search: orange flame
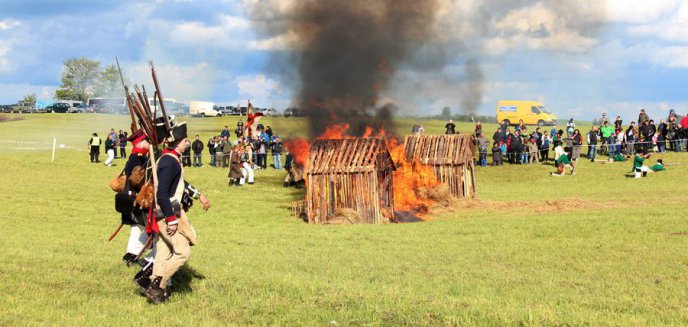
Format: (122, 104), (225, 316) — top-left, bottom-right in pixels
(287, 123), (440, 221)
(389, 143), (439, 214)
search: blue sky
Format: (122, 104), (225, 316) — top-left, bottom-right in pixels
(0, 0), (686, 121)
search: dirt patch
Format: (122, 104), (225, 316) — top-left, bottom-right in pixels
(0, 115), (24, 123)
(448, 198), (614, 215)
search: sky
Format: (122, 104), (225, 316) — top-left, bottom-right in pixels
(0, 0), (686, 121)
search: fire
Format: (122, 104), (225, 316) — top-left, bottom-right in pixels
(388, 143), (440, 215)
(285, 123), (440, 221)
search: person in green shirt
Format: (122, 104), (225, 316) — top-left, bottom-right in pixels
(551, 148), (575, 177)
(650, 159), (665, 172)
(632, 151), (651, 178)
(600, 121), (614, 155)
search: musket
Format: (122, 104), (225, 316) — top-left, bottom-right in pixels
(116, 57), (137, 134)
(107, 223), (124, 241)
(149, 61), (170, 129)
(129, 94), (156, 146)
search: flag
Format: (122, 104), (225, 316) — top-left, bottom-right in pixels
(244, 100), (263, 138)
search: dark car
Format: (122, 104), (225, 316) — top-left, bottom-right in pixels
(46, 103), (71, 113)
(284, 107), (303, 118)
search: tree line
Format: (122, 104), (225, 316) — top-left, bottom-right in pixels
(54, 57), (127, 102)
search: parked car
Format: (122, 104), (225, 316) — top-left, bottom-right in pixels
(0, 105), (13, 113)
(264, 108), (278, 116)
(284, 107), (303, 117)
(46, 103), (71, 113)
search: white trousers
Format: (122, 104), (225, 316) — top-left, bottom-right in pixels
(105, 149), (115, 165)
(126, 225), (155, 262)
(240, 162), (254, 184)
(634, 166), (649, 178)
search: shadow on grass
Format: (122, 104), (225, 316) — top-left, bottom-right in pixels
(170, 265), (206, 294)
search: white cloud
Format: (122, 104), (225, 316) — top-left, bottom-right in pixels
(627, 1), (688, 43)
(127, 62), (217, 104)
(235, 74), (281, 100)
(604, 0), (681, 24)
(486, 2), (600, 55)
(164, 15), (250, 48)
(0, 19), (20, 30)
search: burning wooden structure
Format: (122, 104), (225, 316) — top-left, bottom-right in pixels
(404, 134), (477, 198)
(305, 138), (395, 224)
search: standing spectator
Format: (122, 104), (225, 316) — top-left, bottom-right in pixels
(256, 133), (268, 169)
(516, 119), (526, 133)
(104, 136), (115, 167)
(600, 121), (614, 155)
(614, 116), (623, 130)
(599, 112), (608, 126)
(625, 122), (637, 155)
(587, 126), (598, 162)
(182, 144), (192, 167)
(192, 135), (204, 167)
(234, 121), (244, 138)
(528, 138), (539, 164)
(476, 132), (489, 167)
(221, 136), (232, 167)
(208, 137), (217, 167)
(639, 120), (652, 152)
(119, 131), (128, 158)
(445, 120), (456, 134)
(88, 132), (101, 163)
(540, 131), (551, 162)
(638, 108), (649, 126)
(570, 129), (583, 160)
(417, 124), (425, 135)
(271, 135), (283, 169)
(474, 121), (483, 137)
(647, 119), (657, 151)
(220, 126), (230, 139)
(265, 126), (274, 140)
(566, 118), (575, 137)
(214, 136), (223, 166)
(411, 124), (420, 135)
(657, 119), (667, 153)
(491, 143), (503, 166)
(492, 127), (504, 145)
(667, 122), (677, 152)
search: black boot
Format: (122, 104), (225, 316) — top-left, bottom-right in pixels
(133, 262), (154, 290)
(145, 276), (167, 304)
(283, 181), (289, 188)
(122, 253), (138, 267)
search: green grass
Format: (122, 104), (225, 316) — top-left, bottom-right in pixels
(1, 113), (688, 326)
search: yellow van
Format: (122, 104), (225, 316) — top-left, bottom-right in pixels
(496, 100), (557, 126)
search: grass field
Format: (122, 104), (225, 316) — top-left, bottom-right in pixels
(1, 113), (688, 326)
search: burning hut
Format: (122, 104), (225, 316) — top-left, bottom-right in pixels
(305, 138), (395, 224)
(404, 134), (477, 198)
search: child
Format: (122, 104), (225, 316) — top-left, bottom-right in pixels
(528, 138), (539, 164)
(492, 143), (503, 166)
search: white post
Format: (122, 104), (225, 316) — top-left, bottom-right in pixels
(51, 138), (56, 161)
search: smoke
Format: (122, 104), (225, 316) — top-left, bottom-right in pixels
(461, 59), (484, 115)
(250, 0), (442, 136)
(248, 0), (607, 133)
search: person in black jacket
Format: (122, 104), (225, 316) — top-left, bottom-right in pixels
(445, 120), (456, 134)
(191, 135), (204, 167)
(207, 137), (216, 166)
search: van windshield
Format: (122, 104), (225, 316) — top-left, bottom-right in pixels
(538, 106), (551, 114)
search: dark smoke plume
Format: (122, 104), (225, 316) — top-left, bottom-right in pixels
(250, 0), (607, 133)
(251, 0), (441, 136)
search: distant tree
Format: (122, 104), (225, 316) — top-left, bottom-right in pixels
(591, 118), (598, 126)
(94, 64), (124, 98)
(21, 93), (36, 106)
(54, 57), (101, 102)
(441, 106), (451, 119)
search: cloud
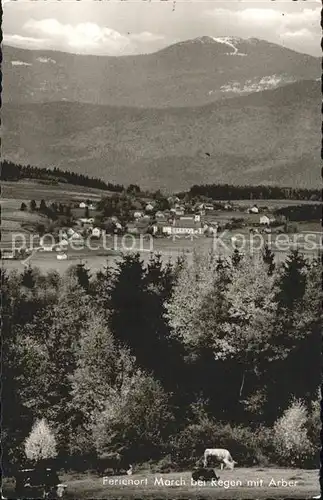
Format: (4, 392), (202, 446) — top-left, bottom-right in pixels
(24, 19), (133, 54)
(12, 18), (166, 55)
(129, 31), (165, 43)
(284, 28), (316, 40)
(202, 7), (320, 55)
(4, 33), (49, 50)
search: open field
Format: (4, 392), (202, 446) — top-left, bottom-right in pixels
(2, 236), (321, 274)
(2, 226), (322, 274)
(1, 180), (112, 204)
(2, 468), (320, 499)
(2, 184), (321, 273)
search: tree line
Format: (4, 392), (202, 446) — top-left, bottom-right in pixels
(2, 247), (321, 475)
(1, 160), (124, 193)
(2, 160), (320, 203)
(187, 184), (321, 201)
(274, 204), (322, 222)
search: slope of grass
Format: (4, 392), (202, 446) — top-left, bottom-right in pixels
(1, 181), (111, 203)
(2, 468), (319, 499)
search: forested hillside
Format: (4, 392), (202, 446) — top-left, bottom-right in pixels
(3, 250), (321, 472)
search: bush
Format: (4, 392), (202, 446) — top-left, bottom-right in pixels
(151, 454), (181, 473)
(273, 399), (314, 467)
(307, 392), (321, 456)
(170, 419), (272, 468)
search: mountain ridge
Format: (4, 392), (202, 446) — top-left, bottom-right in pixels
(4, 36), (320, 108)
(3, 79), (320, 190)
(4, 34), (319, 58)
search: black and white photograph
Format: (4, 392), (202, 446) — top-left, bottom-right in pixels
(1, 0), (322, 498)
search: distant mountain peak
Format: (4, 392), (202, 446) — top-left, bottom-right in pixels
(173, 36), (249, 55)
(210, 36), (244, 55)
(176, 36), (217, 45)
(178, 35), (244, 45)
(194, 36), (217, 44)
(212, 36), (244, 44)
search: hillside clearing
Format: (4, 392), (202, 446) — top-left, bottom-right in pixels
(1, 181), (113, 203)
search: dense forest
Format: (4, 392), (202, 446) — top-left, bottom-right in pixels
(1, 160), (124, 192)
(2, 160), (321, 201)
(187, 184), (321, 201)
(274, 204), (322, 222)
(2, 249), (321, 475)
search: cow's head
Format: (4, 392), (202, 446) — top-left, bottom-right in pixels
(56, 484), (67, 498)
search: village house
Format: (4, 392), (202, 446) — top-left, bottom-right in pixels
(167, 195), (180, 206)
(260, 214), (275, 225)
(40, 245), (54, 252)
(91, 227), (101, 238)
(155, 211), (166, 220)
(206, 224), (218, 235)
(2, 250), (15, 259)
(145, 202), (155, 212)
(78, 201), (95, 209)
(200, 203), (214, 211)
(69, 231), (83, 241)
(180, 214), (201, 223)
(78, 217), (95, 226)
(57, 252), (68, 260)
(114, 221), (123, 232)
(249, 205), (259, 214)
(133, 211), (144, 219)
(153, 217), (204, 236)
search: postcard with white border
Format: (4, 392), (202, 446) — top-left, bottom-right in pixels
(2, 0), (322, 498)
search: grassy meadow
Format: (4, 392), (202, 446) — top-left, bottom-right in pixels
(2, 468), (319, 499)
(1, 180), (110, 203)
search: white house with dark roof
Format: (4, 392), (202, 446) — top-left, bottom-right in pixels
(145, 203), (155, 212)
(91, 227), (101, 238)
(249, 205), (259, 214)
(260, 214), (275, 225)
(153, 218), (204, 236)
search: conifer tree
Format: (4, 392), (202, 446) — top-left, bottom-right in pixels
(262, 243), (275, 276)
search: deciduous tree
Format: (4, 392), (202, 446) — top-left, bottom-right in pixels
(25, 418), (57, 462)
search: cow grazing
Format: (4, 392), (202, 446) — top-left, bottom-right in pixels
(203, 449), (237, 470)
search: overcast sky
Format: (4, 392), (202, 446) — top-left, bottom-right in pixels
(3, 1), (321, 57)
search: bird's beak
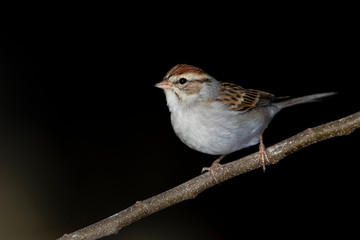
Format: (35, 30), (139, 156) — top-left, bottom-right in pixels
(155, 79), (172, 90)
------------------------------------------------------------------------
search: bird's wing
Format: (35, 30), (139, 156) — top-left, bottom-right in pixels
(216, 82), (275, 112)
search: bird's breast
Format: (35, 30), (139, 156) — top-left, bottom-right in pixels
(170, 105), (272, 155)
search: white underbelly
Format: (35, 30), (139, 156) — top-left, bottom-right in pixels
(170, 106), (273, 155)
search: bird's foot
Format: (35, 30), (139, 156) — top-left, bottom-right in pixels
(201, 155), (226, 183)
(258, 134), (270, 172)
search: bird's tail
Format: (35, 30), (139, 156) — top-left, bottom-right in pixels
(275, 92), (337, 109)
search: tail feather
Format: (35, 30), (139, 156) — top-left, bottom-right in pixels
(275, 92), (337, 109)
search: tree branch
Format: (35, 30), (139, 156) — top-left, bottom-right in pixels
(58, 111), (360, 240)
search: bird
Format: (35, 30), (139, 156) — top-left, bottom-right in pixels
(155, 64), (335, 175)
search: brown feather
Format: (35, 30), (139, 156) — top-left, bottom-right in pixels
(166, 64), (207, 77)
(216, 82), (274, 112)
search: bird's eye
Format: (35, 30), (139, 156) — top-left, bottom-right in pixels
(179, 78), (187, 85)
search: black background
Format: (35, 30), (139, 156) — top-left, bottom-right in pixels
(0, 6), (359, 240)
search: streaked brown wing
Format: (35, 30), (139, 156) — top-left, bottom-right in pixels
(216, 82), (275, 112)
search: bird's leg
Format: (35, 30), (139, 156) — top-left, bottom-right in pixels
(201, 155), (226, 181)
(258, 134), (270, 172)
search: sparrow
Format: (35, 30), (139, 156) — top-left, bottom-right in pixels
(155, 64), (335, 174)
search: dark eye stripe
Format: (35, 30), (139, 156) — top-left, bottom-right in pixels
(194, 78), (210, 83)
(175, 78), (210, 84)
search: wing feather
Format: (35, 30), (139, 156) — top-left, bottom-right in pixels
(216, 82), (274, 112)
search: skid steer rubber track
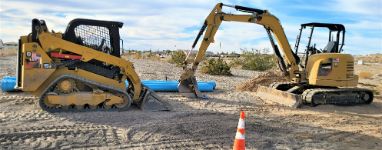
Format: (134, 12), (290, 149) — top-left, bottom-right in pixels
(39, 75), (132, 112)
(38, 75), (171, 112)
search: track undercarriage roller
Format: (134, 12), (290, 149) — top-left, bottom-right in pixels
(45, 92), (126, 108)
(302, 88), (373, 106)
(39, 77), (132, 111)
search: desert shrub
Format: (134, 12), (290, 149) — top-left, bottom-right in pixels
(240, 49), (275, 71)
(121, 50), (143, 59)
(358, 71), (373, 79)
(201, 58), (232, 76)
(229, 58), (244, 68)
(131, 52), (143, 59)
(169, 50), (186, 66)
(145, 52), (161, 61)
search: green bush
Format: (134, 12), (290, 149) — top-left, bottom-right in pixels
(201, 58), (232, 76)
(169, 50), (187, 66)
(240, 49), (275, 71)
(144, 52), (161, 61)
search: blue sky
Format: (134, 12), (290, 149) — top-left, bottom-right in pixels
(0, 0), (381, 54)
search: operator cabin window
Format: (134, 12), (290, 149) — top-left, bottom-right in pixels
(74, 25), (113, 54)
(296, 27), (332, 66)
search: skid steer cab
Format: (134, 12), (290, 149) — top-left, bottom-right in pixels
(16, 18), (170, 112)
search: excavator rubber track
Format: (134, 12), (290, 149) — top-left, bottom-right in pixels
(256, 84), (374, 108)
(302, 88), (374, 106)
------------------------------------------------------------------------
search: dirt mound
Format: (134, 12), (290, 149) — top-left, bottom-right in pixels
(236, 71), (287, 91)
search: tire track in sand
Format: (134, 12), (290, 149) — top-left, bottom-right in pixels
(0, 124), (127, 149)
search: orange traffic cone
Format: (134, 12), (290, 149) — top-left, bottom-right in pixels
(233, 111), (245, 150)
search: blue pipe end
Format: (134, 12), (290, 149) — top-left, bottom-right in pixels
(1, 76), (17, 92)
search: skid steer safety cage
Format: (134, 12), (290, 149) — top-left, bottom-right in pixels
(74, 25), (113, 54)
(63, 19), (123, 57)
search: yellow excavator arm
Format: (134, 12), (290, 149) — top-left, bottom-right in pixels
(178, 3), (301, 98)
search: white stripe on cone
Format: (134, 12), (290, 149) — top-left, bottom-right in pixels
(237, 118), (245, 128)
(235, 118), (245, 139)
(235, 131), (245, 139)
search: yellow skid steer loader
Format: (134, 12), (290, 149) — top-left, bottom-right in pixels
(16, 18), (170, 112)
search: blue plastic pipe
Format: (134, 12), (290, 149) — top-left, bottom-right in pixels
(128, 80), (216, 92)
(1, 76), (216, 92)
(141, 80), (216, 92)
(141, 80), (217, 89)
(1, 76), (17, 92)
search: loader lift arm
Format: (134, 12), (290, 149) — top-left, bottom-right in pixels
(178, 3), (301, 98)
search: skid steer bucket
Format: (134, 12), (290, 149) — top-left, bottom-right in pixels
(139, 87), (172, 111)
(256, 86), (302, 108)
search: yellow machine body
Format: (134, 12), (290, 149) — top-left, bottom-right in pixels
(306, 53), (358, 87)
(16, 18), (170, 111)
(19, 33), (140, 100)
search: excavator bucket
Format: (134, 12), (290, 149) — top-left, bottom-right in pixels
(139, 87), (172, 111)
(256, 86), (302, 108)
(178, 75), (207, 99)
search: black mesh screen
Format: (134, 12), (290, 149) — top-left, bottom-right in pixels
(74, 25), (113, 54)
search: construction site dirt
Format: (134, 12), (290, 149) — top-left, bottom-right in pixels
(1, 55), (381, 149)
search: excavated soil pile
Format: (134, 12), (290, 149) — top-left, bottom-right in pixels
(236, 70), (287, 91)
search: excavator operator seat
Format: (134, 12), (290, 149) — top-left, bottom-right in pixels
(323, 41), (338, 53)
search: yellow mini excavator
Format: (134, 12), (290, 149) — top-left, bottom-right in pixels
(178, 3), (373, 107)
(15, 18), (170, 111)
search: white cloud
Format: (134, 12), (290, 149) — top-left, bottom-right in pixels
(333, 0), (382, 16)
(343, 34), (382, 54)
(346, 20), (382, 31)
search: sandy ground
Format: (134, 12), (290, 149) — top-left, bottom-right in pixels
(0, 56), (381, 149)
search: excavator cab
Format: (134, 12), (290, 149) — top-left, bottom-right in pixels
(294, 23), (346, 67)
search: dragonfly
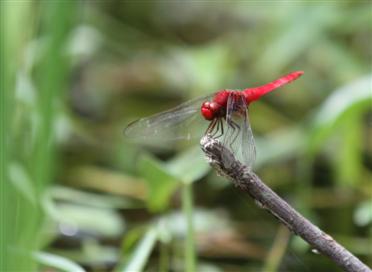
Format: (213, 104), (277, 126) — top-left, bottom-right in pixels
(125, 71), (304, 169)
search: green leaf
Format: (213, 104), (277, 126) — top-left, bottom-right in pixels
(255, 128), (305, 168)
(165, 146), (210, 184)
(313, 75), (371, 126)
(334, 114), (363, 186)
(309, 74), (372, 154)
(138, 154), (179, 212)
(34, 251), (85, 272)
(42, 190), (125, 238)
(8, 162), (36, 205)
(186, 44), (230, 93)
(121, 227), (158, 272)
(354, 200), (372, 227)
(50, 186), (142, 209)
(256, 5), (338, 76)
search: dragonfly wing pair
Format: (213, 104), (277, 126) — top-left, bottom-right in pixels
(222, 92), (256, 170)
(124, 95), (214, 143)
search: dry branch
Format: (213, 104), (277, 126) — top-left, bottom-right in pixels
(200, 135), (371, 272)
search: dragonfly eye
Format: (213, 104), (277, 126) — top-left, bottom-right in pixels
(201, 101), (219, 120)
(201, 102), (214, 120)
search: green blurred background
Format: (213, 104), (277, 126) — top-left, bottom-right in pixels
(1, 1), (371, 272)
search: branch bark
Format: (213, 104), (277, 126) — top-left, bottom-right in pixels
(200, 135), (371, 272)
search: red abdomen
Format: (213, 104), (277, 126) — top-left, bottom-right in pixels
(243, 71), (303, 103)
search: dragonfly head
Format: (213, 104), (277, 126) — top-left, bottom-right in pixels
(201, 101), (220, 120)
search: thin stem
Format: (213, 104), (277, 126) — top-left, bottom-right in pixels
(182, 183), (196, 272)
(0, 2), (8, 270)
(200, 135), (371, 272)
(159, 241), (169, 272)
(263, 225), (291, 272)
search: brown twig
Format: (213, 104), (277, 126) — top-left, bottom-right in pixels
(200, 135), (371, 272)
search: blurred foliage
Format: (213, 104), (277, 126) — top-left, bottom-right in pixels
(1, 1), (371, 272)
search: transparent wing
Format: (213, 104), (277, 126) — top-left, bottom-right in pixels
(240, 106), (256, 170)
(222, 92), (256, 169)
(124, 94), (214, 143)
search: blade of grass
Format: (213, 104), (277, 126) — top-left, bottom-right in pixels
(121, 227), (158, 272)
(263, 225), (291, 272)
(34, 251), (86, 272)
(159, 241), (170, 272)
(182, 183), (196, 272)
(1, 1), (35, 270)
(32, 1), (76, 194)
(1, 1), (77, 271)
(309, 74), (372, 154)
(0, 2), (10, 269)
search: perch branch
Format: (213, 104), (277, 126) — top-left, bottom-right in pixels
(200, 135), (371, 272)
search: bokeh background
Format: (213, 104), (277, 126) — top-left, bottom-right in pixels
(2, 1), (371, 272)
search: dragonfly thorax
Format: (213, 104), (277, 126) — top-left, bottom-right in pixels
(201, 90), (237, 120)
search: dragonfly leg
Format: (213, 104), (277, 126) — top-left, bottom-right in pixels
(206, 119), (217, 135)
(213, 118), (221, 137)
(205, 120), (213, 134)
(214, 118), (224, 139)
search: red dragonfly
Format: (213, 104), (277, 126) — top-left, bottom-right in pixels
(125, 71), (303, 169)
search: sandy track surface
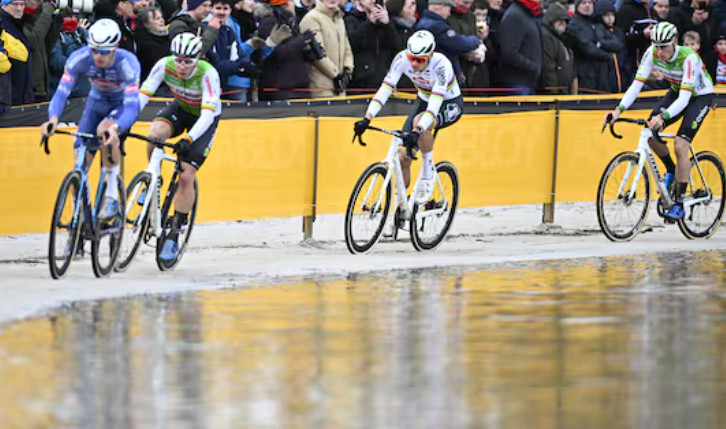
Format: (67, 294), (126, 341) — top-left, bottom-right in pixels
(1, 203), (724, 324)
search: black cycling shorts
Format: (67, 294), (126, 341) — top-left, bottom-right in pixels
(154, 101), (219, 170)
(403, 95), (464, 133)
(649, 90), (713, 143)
------------------------------------------------------------------------
#### Aim of the task
The data above holds the lines to copy: start at the one with "search: orange flame", stop at the one with "search: white trousers", include both, copy them exactly without pictures, and copy nothing else.

#### Answer to this task
search: orange flame
Format: (122, 104), (225, 316) — top-left, bottom-right in pixels
(287, 123), (440, 221)
(389, 143), (439, 214)
search: blue sky
Format: (122, 104), (225, 316) — top-left, bottom-right in pixels
(0, 0), (686, 121)
search: dirt patch
Format: (122, 104), (225, 316) — top-left, bottom-right in pixels
(0, 115), (24, 123)
(448, 198), (614, 215)
search: sky
Format: (122, 104), (225, 316) — top-left, bottom-right in pixels
(0, 0), (686, 121)
search: fire
Format: (122, 104), (225, 316) — top-left, bottom-right in pixels
(388, 143), (440, 215)
(285, 123), (440, 221)
search: person in green shirt
Format: (122, 104), (225, 316) — top-left, bottom-right in pixels
(551, 148), (575, 177)
(650, 159), (665, 172)
(632, 151), (651, 178)
(600, 121), (614, 155)
search: musket
Format: (122, 104), (225, 316) — top-left, bottom-right in pixels
(116, 57), (137, 134)
(107, 223), (124, 241)
(149, 61), (170, 129)
(129, 94), (156, 146)
search: flag
Format: (122, 104), (225, 316) — top-left, bottom-right in pixels
(244, 100), (263, 138)
search: dark car
Format: (122, 104), (225, 316) — top-left, bottom-right in pixels
(46, 103), (71, 113)
(284, 107), (303, 118)
search: tree line
Format: (122, 104), (225, 316) — top-left, bottom-right in pixels
(54, 57), (127, 102)
search: parked car
Format: (122, 104), (225, 316) — top-left, bottom-right in pixels
(0, 105), (13, 113)
(264, 108), (278, 116)
(284, 107), (303, 117)
(46, 103), (71, 113)
search: white trousers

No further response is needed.